◆ **TEXT BLOCK**
┌──
This was in early 2000. I was in my mid-forties and had become burned out on making large-scaled sculptures. I was still employed nearly full-time at VCCA, the artists’ retreat at the foot of the Blue Ridge, I had three kids aged 5, 10, and 13 and I felt a need to shake up my life as an artist, refresh my vision, keep burnout at bay. On a whim I signed up to audit a fiction writing course at nearby Sweet Briar College taught by my friend John Gregory Brown. I imagined that this might give me some new insights into the creative process. George W. Bush had just been handed the Presidency in what felt like a partisan, bogus Supreme Court decision. I was appalled that the people of the United States could have elected a man who often spoke and acted like a buffoon and I felt the impotence of making obtuse visual statements when what seemed to be needed was something more polemical.
So I began writing. John gave us prompts for stories but walking near the Sweet Briar College boathouse one day, I came upon a little marker, about the size of a deck of playing cards: “In Gratitude for the Life of….. ” it was obviously a memorial for a Sweet Briar student that had died while still in college. That random incident changed the course of my life. The thought of that twenty-one year old woman set me on a course that gobbled up most of my creative energies and impulses for years. I swiftly moved from stories into a complex novel set in two time periods, on three continents; a novel that wanted to be both a re-telling of the Orpheus story, an exploration of the fugitive nature of memory, a meditation on how to live a meaningful life, and an assertion of the right of an oppressed people to rise up and remove a corrupt and immoral leader. Stupendously (root word stupid) ambitious. The lessons I had learned from making sculpture for two decades; that one must always curtail the ambitions around meaning; that there will always be a new artwork that can be used to explore the next idea; that it is not advisable to try to force all the ideas into one work; were all forgotten or ignored. I forged ahead. For six years. Finishing seven drafts, spending time at the Sewanee Writers Conference, sending the manuscript out to patient and generous friends and ultimately even to ten or twelve agents, some of some of whom had very nice (or at least kind) things to say.
└──
◆ **TO DO**
[a] In the account of turning from sculpture to fiction writing, how many drafts of the novel were finished?
[b] Carry on the account of turning from sculpture to fiction writing, beginning right after its last sentence.

◆ **DATA EXTRACT**
┌──
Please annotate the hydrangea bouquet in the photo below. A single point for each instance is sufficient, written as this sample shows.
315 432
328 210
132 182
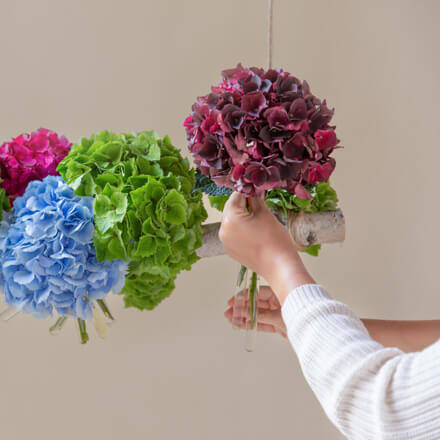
└──
◆ **ANSWERS**
[a] Seven drafts.

[b]
Ultimately that manuscript collapsed under its own weight – or at least, it got put up on a high shelf. I did come away with some valuable insights, perhaps the most important of which is that nothing you do is wasted if you simply keep moving and working. Grow the flower or the vegetable and if you don’t use it and enjoy it that time, preserve it in a jar, or freeze it, or, if that is not possible, just compost it and the next time it will be a better flower, it will hold in its core the lost flower, the essence of the previous flower and it will be more beautiful and profound because of that previous life.
The central incident around which the novel turned was truly recounted just as it had happened to me and two of my friends, up to a point, but for now it will stay on its shelf.